## What the exercise asks
Output the material below unchanged, apart from leaving out the pictures.

## Data section
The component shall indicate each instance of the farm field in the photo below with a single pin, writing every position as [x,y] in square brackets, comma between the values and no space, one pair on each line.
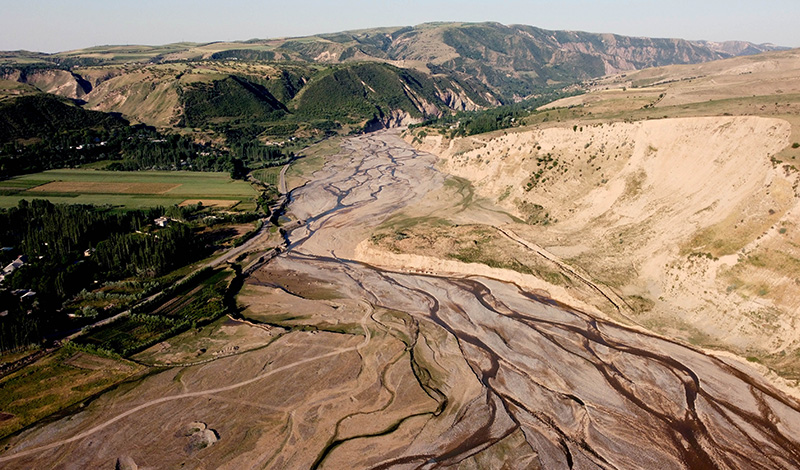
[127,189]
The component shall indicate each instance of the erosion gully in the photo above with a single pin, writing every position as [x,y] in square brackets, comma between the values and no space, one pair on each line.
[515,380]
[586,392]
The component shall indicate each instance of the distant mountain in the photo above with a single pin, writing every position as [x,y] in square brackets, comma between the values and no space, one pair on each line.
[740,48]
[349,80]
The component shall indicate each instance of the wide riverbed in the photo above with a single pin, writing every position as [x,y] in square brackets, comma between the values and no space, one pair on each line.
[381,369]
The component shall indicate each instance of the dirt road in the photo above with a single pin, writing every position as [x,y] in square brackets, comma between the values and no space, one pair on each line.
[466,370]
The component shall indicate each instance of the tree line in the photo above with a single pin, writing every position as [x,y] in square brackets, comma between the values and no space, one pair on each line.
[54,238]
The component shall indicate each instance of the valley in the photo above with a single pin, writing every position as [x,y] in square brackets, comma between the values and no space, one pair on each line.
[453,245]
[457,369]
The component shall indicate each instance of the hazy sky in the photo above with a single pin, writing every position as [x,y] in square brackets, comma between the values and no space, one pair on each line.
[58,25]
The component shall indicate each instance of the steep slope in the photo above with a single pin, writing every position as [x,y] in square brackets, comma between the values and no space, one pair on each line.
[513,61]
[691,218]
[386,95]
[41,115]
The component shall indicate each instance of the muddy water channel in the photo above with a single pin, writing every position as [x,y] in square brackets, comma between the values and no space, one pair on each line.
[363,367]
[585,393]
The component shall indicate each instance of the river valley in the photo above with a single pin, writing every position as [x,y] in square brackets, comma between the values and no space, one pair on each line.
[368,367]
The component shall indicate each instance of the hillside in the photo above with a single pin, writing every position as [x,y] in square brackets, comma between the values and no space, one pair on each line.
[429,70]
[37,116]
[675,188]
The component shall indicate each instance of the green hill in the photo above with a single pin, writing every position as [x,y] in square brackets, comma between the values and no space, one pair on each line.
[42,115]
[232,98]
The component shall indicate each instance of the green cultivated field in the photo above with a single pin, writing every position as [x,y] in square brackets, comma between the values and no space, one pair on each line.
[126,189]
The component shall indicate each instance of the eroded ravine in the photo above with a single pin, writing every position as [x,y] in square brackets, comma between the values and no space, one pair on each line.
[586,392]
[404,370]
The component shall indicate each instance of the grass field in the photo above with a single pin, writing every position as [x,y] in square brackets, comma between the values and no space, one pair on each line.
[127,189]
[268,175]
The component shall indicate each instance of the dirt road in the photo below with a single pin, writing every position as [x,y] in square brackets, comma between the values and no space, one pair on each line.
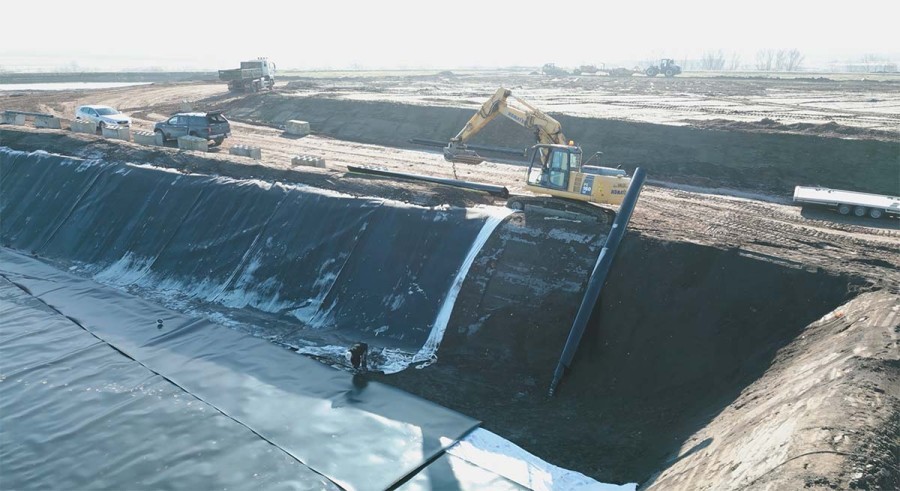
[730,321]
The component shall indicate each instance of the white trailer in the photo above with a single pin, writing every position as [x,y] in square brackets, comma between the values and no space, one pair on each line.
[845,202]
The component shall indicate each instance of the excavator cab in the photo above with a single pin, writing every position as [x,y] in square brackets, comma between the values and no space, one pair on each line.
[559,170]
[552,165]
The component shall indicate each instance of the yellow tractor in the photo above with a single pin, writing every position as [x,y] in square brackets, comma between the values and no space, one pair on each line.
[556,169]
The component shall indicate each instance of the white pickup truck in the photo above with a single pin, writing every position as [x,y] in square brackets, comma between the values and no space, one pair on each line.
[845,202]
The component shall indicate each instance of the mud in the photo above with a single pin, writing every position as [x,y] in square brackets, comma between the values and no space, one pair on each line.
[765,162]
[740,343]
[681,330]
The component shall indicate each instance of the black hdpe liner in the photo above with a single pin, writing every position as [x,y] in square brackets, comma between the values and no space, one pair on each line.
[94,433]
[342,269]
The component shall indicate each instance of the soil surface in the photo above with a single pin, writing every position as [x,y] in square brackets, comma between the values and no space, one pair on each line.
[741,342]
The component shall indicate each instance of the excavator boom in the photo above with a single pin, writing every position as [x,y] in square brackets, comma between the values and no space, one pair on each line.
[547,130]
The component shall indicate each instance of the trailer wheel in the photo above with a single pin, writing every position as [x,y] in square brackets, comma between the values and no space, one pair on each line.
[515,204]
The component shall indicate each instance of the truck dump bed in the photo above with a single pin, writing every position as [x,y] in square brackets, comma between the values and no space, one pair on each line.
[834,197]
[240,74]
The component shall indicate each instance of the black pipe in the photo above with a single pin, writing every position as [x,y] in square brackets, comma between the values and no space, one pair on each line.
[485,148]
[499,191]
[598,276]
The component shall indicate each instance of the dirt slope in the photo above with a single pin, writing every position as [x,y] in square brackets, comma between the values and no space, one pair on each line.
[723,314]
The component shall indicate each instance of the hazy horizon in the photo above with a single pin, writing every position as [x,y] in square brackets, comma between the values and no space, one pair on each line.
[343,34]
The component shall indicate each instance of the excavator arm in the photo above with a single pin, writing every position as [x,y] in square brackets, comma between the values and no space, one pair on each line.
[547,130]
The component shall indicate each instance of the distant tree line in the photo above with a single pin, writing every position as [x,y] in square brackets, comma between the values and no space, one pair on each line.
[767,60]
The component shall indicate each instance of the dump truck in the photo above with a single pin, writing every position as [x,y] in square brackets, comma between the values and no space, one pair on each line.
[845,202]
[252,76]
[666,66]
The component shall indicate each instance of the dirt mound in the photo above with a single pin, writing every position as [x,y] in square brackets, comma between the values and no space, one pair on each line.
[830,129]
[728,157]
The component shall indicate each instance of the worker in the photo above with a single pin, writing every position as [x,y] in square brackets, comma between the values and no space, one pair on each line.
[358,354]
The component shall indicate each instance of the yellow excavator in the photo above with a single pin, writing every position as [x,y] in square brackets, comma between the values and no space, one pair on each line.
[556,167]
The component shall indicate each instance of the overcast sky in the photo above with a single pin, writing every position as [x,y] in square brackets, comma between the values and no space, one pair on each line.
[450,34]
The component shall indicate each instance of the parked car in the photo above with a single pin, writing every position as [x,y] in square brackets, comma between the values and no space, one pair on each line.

## Written reply
The component shall indicate each instance of the farm field in the photo below with a single pin, writing every position as [x,y] in square brackets, comma between the values and no space, one pair on each line.
[127,189]
The component shall indicate each instance of the erosion gully in the photo above with a single pin, writing every position as [x,y] in square brackets, comma between the values and no space, one pair on each line.
[515,380]
[586,392]
The component shall indicate each instance of the distant mountain in the photo above with a single pin, writing every position as [x,y] in square brackets, comma between the values and no space, one pair on each line.
[740,48]
[349,80]
The component shall indicate each instance of the wide riverbed in the photo above with a single pin, writing every position as [x,y] in square brackets, comma between the values and no space, one pair on each line.
[381,369]
The component shall indicate each instance of the dirt road in the photo above with a single pin, writing every position as [x,y] in square brackets, comma between the values and no space, one pair on each line.
[466,370]
The component shall indicate each instance of the tree line in the photo above with a single pin, writing every position as [x,y] in square brackets, comma between the values and no space, one pair on each line.
[54,238]
The component shall indicate each instance of the valley in the photo above with a single pin, writing every position as [x,y] in square brackets, comma between the values and no space, one pair on each line.
[453,245]
[457,369]
The component shall indicate each instance of the hazy sky in the photo above with a single pin, writing every position as [x,y] in square brackets, comma between the values and no space, one pair on each line.
[58,25]
The component shall indicate each instance of the steep slope in the photo above with a single pin, writing every position as [x,y] in square brackets, comma between the values and no space, one pair on each line.
[513,61]
[691,218]
[386,95]
[41,115]
The component shall indicate each instance of the muddy water channel in the photo above with a single pin, writing every position as [x,y] in square brackets, comma between the values and no space, one pair on each line.
[363,367]
[585,393]
The component shall indicate each instance of the river valley in the photo above with a single pin, writing every position as [x,y] in square brackets, comma between the values and no space, one pair on each line.
[368,367]
The component shall indicate each instance of the hillside in the photo above with a single pin, writing every position as [x,y] in square brackets, comma between the values and no space, one pair on each line.
[429,70]
[37,116]
[675,188]
The component shall indicate each instance of the green hill in the photo above with a single pin, writing every position as [x,y] in square brackets, comma between the values and no space, one pair on each line.
[42,115]
[232,98]
The component shall indicate each instance of the green cultivated field in the photo above with a single pin, writing every position as [x,y] in square brackets, comma between the values and no space, one pair on each line.
[126,189]
The component shall indicate each instance of the eroded ravine in the photo above with a single pin, writing every position as [x,y] in square brackets, comma between the values and no space, one pair on each line.
[586,392]
[404,370]
The component shall indicate each instance of the grass field in the photo above with a single pin, writing every position as [x,y] in square brackets, comma between the values and no space, one pair on each line.
[127,189]
[268,175]
The component shall indicate each instance of the dirt road in the photo below with a single pin, writing every position as [x,y] in square brackets, comma between the values and no space, one pair on each line.
[730,321]
The component shall indicate each instance of the white trailer in the photo above with a single pin, writing every position as [x,y] in square brackets, comma between the values and no space, one pair on each line.
[845,202]
The component shall indicate each instance of the excavator cab in the photo above with a single pin, writing every position as [x,y] in square brackets, comma between the values and no space, one pair on each line.
[559,170]
[552,165]
The component shall indicate each instance of the yellow tractor in the photo above with a single pin, writing every position as [x,y] in square brackets, comma between the values and no space, one pair on each line.
[556,169]
The component shall indicate each instance of the white pickup truck in the photo above with a single pin, writing every position as [x,y] in square brackets, comma between the values and no space, one pair on each line.
[845,202]
The component shall indicate each instance of the mud in the photo above with a single pin, writing every position as [x,y] in square brackets, comma between the values and no space, one pair on each line.
[765,162]
[740,343]
[681,330]
The component shall indicate each instance of the black hdpe liner in the photo above with a single pin, writing every position as [x,y] in square brackets, comma between the values and no space, one pair on each line.
[94,433]
[342,269]
The component shall indicate each instance of the soil surface in the photo above with a single pin, writing every position as [x,y] in square brackets, comma between the values and no space, one pair on each line.
[741,342]
The component shall indicate each instance of the excavator boom in the photo above with a single pin, writing every position as [x,y] in square brackets, comma between the values and no space, one pair on each line.
[547,130]
The component shall indicate each instance of the trailer wheel in the photo above with a single pin, writing every position as [x,y] in square brackets, comma between the values and no space, one pair on each line.
[515,204]
The component shall indicate each instance of the truck dump bed in the photo above with a single pin, writing every position as [x,y] in square brackets, comma between the values and no space, one pair on each line.
[834,197]
[240,74]
The component shall indicate each instance of the black pipe in the photo above with a single pin, writing every position as [x,y] in square brackets, comma between the values and no space, one pair on each line.
[485,148]
[499,191]
[598,276]
The component shall indicate each instance of the dirt slope in the photo above with a single pin, writing every position as [x,y] in square brackets, comma between the values and no space, one pair on each line.
[723,314]
The component shall indicate each instance of the hazy horizon in the photo above with a single pin, writing every position as [x,y] in square brackets, comma between the values and no space, one pair on each line.
[343,34]
The component shall indicate each instance of the excavator arm in the photo above with a single pin, writing every position as [x,y] in square brackets, comma between the values and no space, one pair on each line.
[547,130]
The component shall indicate each instance of the distant tree line in the photo above with a single pin, writing every position as [x,y] in square brackets, comma between the values and no space, one pair on each line.
[767,60]
The component shall indicate each instance of the dump truck in the photo above with a single pin, writing every position as [x,y] in square brackets, comma between the values and no space, one pair on each line.
[845,202]
[252,76]
[666,66]
The component shall indicate each instance of the dirt mound in the photo above with a single pin, writing every position as [x,y] in square brackets, comma between the values and no space, one pair on each line.
[830,129]
[728,157]
The component shall indicate each instance of the worker in the photo above with a single pin, writing every position as [x,y] in square brackets, comma between the values and no space, one pair on each line.
[358,354]
The component shall indicate each instance of the yellow excavator in the photo above with a single pin, writing every position as [x,y] in square brackets, comma between the values and no space, one pair on each line.
[556,167]
The component shall indicate each instance of the overcast sky in the photo above with a single pin, writing every position as [x,y] in square brackets, comma between the values and no space, one pair on each line.
[450,34]
The component shall indicate each instance of the parked car in the photo above with a single pin, writing every position as [x,y] in square brackets, comma between the values and no space, one pair on each line.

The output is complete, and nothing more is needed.